Per favore, ricopia senza alcuna modifica la parte dell'elenco qui sotto che si apre con la riga contenente "of the overcast" e arriva fino alla fine dell'elenco, includendo sia la prima sia l'ultima riga.

______

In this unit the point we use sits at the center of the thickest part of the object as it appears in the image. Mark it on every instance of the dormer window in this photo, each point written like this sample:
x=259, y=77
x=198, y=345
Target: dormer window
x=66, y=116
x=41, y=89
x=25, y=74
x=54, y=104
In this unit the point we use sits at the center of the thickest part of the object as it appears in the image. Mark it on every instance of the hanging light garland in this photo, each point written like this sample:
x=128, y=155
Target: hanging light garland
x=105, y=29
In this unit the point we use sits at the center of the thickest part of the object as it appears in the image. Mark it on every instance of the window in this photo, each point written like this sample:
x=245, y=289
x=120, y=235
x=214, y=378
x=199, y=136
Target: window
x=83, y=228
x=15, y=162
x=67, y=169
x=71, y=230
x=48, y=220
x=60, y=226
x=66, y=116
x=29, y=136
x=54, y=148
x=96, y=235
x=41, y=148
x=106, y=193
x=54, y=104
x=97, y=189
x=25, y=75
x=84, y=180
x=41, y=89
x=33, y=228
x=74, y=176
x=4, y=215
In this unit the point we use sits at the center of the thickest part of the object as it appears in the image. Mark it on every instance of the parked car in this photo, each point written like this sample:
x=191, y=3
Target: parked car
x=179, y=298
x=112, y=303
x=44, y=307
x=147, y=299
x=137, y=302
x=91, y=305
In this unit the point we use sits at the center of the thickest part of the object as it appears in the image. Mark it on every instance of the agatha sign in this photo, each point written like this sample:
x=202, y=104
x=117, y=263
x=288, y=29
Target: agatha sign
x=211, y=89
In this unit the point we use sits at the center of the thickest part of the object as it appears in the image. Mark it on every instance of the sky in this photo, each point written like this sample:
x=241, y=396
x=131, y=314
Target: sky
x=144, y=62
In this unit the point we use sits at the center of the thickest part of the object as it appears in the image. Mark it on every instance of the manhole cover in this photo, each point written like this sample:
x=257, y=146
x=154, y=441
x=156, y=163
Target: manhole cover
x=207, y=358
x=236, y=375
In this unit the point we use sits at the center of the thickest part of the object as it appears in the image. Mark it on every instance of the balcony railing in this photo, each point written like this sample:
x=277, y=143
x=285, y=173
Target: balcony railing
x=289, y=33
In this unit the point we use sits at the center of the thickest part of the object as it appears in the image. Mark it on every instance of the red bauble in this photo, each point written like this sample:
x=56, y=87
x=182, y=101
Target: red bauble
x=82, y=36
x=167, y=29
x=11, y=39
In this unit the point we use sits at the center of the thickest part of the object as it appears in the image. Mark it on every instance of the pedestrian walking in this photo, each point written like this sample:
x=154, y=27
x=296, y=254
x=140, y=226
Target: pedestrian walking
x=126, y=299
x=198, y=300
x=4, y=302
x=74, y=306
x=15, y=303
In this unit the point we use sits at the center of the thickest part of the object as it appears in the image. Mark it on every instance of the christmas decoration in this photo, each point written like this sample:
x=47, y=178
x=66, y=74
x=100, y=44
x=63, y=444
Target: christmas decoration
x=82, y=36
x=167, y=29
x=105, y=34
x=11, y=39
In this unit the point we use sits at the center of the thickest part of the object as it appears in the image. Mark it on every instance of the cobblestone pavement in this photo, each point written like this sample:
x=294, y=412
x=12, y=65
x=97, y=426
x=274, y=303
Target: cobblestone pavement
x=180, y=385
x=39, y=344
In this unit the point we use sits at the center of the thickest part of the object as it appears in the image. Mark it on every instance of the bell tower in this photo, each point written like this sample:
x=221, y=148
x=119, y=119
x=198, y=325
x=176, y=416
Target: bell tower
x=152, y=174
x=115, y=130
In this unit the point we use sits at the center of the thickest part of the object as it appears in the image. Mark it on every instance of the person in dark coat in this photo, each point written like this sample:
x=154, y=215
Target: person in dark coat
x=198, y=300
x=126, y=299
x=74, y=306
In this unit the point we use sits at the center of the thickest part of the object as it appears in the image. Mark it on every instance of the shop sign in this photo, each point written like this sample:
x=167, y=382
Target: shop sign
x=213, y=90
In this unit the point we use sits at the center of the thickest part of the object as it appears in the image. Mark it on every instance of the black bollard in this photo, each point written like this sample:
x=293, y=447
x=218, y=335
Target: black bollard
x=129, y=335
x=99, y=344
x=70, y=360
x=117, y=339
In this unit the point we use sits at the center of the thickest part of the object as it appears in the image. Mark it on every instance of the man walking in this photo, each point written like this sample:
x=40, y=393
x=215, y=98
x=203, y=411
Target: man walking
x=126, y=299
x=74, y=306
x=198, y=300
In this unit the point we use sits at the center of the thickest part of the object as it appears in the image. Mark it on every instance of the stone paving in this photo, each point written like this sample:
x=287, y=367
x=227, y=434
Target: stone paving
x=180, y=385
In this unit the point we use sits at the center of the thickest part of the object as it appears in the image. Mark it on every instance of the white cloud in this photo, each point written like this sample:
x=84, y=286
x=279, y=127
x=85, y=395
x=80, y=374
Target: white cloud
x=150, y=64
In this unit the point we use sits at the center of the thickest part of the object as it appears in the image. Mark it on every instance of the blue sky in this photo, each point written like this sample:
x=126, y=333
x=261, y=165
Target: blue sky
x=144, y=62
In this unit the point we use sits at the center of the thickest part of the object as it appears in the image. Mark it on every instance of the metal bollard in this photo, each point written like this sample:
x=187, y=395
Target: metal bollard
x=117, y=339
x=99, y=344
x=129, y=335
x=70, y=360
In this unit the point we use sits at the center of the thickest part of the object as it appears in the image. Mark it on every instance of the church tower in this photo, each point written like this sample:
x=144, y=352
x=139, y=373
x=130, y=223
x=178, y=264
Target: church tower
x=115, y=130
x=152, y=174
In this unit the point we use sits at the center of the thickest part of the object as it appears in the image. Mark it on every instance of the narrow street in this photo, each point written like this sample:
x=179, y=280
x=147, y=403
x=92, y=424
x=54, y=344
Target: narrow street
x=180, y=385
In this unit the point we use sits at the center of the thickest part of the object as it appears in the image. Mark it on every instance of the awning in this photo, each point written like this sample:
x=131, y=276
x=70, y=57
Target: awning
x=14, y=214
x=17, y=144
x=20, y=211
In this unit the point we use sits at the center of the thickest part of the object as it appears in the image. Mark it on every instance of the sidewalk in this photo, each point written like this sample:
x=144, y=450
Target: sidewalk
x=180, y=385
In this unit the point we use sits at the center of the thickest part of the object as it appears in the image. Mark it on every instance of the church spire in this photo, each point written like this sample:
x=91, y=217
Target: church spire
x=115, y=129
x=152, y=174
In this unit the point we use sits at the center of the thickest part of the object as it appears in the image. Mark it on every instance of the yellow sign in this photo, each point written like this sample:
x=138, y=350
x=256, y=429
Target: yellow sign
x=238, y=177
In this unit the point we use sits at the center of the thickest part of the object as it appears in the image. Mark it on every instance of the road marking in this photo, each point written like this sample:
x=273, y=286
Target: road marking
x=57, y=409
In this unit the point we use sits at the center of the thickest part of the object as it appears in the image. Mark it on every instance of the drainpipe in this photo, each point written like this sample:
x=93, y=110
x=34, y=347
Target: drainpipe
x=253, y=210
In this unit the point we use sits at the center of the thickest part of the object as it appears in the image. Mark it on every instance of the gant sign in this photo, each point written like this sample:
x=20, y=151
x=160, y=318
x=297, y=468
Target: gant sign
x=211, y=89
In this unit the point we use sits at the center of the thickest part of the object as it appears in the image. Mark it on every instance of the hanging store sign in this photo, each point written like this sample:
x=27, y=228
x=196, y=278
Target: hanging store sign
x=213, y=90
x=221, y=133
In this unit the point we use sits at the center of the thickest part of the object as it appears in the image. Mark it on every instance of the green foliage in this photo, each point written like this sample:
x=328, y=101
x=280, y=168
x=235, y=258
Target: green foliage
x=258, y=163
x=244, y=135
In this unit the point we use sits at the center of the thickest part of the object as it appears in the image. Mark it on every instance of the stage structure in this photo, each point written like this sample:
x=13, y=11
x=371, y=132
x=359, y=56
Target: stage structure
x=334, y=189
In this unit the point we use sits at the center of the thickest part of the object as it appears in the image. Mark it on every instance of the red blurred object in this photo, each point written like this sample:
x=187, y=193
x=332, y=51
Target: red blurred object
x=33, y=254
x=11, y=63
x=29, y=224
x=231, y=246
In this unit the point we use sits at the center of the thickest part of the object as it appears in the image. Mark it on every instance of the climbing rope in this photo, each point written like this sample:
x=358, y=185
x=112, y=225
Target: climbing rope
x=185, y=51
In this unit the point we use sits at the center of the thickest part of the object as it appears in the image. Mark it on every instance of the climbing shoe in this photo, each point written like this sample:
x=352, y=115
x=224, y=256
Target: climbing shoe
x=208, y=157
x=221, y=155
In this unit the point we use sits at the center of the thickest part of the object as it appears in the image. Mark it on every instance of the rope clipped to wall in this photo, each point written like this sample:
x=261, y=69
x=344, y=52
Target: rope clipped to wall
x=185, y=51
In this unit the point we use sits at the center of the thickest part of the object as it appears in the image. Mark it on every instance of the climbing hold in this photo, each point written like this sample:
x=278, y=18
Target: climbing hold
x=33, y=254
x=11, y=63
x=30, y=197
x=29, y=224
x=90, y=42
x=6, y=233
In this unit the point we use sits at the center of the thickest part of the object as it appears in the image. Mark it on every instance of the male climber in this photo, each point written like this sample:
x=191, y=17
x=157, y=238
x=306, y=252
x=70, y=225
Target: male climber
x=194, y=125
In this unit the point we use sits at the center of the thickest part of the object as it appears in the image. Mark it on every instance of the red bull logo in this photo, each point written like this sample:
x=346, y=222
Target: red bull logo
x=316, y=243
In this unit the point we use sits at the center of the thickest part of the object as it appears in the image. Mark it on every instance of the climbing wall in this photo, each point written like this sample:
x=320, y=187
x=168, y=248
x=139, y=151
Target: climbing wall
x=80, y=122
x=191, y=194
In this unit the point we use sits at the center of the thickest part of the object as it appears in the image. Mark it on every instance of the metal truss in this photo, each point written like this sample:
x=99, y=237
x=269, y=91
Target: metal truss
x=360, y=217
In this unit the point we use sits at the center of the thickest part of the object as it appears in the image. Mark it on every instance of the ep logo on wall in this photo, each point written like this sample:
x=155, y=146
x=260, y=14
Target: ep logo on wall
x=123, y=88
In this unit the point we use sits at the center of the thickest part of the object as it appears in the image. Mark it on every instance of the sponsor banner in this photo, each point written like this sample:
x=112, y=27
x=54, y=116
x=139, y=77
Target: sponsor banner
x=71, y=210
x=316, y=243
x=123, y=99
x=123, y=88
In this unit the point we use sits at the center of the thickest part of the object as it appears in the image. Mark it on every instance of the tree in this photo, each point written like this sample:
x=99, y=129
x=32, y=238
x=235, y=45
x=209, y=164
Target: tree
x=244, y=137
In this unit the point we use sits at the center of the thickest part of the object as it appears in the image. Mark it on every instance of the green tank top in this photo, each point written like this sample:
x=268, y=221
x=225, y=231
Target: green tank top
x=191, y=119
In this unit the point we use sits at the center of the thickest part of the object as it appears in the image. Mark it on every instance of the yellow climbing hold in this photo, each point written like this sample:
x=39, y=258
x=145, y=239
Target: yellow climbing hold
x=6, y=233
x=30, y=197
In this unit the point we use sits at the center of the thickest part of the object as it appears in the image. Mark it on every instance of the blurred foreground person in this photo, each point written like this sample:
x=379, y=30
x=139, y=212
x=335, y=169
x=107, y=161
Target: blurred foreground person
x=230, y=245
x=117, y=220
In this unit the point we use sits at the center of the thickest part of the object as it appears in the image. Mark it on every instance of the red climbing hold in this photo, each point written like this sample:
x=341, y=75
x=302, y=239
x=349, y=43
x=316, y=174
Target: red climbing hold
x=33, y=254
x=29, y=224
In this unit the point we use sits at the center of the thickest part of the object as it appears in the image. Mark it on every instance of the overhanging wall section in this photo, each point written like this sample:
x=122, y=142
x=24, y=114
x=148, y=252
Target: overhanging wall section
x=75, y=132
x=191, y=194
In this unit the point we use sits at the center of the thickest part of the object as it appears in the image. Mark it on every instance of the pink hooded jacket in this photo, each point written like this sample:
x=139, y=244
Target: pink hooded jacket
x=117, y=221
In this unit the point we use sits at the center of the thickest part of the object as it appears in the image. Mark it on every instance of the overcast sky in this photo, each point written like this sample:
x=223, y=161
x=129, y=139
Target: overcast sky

______

RISULTATO DEL COMPITO
In this unit the point we use sits at the center of the thickest part of the object as it appears in the image. Mark it on every instance of the overcast sky in this photo, each point written like this sample:
x=223, y=161
x=129, y=139
Target: overcast sky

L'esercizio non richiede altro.